= Beginning of Section =

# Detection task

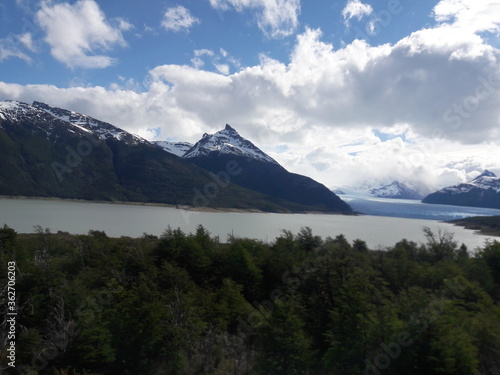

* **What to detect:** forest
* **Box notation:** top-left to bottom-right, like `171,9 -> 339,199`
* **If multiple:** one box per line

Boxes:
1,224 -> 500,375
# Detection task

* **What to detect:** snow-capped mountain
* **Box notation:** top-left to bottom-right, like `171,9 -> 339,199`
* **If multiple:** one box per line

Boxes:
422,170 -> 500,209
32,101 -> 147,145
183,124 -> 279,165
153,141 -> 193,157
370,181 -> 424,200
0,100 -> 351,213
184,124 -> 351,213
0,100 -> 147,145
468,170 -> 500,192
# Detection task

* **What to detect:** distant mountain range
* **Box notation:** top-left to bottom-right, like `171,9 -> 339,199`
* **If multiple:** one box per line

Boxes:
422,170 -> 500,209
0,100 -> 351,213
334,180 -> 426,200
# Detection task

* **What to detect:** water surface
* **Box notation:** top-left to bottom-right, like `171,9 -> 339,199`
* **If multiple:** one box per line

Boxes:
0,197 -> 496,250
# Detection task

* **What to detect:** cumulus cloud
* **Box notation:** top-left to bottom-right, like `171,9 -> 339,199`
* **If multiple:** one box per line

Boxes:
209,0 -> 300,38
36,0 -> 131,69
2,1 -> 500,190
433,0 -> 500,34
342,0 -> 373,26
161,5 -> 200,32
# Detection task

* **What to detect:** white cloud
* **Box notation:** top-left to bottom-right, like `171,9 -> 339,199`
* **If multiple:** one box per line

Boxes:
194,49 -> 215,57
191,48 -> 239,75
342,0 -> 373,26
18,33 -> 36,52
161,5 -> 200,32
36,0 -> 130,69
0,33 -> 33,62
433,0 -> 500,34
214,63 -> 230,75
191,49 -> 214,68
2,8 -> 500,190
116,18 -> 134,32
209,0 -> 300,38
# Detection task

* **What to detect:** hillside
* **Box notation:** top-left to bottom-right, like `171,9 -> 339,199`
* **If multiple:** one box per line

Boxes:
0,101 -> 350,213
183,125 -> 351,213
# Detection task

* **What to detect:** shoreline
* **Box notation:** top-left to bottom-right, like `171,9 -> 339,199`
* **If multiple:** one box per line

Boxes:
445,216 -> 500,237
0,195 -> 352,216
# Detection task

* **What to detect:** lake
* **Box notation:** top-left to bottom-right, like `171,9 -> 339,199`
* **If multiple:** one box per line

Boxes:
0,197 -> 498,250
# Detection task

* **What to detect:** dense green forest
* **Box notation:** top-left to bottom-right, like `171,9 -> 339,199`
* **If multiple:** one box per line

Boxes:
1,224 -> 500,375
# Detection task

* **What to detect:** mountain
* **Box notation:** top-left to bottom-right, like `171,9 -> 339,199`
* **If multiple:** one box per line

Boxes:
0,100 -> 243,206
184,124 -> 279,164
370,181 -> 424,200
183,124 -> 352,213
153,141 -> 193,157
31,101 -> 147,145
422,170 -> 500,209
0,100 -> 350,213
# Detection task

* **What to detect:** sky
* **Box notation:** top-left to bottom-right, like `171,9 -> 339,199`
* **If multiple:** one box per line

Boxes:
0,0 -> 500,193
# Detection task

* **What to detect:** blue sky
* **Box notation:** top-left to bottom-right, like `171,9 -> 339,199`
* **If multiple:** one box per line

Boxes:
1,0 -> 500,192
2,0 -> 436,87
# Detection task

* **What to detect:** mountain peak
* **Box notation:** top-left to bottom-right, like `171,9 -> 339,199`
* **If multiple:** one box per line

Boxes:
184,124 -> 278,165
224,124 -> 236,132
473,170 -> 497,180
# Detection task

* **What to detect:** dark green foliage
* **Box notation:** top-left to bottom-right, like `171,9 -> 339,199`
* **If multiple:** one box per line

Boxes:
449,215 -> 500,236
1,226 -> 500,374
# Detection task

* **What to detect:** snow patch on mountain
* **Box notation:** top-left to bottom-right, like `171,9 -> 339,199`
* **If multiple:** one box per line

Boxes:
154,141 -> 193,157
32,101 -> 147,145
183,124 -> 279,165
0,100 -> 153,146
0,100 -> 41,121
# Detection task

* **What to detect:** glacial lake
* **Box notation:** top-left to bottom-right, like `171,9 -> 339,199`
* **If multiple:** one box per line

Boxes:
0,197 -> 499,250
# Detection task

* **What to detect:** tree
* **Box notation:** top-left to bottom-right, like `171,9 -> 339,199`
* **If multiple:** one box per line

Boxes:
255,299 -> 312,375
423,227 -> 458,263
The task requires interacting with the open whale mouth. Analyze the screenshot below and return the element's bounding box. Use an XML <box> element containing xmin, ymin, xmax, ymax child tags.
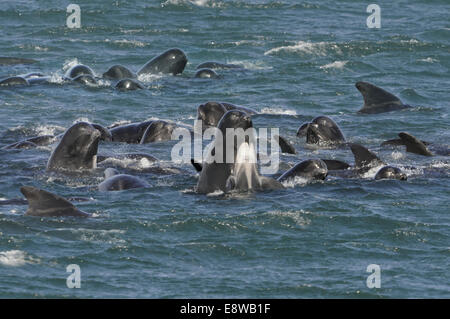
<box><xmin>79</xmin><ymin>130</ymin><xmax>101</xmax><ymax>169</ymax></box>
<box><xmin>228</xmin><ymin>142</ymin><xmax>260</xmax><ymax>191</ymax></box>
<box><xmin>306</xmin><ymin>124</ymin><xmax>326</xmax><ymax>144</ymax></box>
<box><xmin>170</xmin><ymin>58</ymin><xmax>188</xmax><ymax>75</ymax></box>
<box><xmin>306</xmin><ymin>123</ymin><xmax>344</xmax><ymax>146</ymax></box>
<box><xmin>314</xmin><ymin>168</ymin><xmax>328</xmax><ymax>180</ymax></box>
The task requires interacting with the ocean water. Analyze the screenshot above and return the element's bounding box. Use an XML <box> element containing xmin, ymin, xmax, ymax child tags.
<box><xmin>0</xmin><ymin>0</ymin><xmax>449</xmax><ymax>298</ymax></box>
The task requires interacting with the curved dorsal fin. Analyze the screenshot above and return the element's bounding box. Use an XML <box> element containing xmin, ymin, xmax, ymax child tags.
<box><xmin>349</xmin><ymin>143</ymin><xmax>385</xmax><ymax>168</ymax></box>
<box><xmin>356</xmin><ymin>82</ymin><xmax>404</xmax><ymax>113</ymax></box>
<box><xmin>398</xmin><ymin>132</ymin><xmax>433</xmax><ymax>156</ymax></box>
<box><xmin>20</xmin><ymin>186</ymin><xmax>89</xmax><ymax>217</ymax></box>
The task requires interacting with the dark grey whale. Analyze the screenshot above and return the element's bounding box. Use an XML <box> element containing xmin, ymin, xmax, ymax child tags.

= End of Section =

*What is expected*. Please leave the images out and retype the rest of the material exactly.

*Response for this exercise*.
# Detection task


* **What to detect:** forest
* **Box notation:** top-left to bottom-right, like `171,9 -> 339,199`
* **If multiple:** one box per line

Boxes:
1,224 -> 500,375
# Detection task

* **What to detect:** snow-capped mountain
* **Box notation:** top-left to bottom-right, like `171,9 -> 339,199`
* **If multiple:** one box per line

Boxes:
422,170 -> 500,209
32,101 -> 147,145
183,124 -> 279,165
153,141 -> 193,157
370,181 -> 424,200
0,100 -> 351,213
184,124 -> 351,213
0,100 -> 147,145
468,170 -> 500,192
# Detection task

* **What to detect:** distant mountain range
* **Box notation:** top-left to bottom-right, like `171,9 -> 339,199`
* **If multiple:** one box per line

Boxes:
422,170 -> 500,209
0,100 -> 351,213
334,180 -> 426,200
# Detection task

* **What to detect:** water surface
* **Box notation:** top-left to bottom-right, like `171,9 -> 339,199`
* **If multiple:** one box per line

Boxes:
0,197 -> 496,250
# Detection task

* **What to detect:** cumulus cloud
* **Box notation:** top-left to bottom-right, like `171,9 -> 339,199`
* **If multiple:** one box per line

Boxes:
209,0 -> 300,38
36,0 -> 131,69
2,1 -> 500,190
433,0 -> 500,34
342,0 -> 373,26
161,5 -> 200,32
# Detection task

* **What to detect:** white cloud
* **Box notation:** top-left to bottom-right, like `171,9 -> 339,199`
* **If multiple:** one box per line

Boxes:
194,49 -> 215,57
191,48 -> 239,75
342,0 -> 373,26
18,33 -> 36,52
161,5 -> 200,32
36,0 -> 130,69
0,33 -> 33,62
433,0 -> 500,34
214,63 -> 230,75
191,49 -> 214,68
2,8 -> 500,190
116,18 -> 134,32
209,0 -> 300,38
# Detection task

* **What to detect:** hillside
* **Box notation:** top-left to bottom-right, like `171,9 -> 339,199`
* **If multiple:** one box per line

Boxes:
0,101 -> 350,213
183,125 -> 351,213
# Detection task

* **What to detect:** shoreline
* **Box notation:** top-left to bottom-right, like `171,9 -> 339,199`
* **If multiple:** one box per line

Boxes:
445,216 -> 500,237
0,195 -> 352,216
# Detection task

* **What to detect:** lake
* **Box notation:** top-left to bottom-right, like `171,9 -> 339,199`
* **If multiple:** one box per line

Boxes:
0,197 -> 498,250
# Detection task

* **What to detect:** dense green forest
* **Box notation:** top-left to bottom-right, like `171,9 -> 339,199`
* **If multiple:** one box per line

Boxes:
1,224 -> 500,375
# Detection task

* **What to detect:** mountain
* **Box notation:** top-left to bottom-right, like `171,9 -> 339,199`
* **If multiple:** one box per line

Boxes:
0,100 -> 243,206
184,124 -> 279,164
370,181 -> 424,200
183,124 -> 352,213
153,141 -> 193,157
31,101 -> 147,145
422,170 -> 500,209
0,100 -> 350,213
# Detection task

* **What to detect:** sky
* **Box notation:** top-left to bottom-right, like `171,9 -> 339,199`
* **If multiple:** one box per line

Boxes:
0,0 -> 500,193
# Detection task

* **What to detect:** blue sky
* **Box notation:** top-left to bottom-right, like `171,9 -> 339,199`
* **If multiple:** one box per line

Boxes:
1,0 -> 500,192
2,0 -> 436,87
# Detection task

* **What to detect:** mountain peak
* **Box notation:** top-left to bottom-right, like `171,9 -> 339,199`
* **If multiple:** one box per line

Boxes:
184,124 -> 278,165
224,124 -> 236,132
473,170 -> 497,180
# Detection task

* **What to detect:** dark green foliage
* **Box notation:** top-left to bottom-right, like `171,9 -> 339,199`
* **If multiple:** one box per line

Boxes:
449,215 -> 500,236
1,226 -> 500,374
# Detection task

* **What to detect:** snow patch on mountain
* **Box notation:** top-left to bottom-right, like `171,9 -> 339,199`
* **If multiple:** one box per line

Boxes:
154,141 -> 193,157
32,101 -> 147,145
183,124 -> 279,165
0,100 -> 153,146
0,100 -> 41,121
# Detection task

* **What to detect:** glacial lake
* **Box notation:** top-left to bottom-right, like `171,9 -> 339,199`
* **If multiple:** one box per line

Boxes:
0,197 -> 499,250
# Detection task

* **What to detect:** tree
* **Box notation:** top-left to bottom-right, like `171,9 -> 339,199`
* **If multiple:** one box per line

Boxes:
255,299 -> 312,375
423,227 -> 458,263
The task requires interacting with the open whale mouth. Analyze the screenshot below and return the element's bounding box. Use an XML <box> element containing xmin, ymin, xmax, ymax child tags.
<box><xmin>79</xmin><ymin>130</ymin><xmax>101</xmax><ymax>169</ymax></box>
<box><xmin>228</xmin><ymin>142</ymin><xmax>260</xmax><ymax>191</ymax></box>
<box><xmin>306</xmin><ymin>124</ymin><xmax>326</xmax><ymax>144</ymax></box>
<box><xmin>170</xmin><ymin>58</ymin><xmax>188</xmax><ymax>75</ymax></box>
<box><xmin>306</xmin><ymin>123</ymin><xmax>344</xmax><ymax>146</ymax></box>
<box><xmin>314</xmin><ymin>168</ymin><xmax>328</xmax><ymax>180</ymax></box>
The task requires interacting with the ocean water. Analyze the screenshot above and return the element's bounding box. Use an XML <box> element containing xmin, ymin, xmax, ymax child tags.
<box><xmin>0</xmin><ymin>0</ymin><xmax>449</xmax><ymax>298</ymax></box>
The task requires interacting with the curved dorsal fin. Analyze the screenshot above and return the element's bounding box. Use an XML <box> element containing xmin, ymin, xmax, ymax child tags.
<box><xmin>349</xmin><ymin>143</ymin><xmax>385</xmax><ymax>168</ymax></box>
<box><xmin>356</xmin><ymin>82</ymin><xmax>404</xmax><ymax>113</ymax></box>
<box><xmin>398</xmin><ymin>132</ymin><xmax>433</xmax><ymax>156</ymax></box>
<box><xmin>20</xmin><ymin>186</ymin><xmax>89</xmax><ymax>217</ymax></box>
The task requires interacting with the dark grey whale. Analyze the screenshot above and return the element's bounding box. Use an XML <box> element containing xmin, ymin, xmax, ymax child tags.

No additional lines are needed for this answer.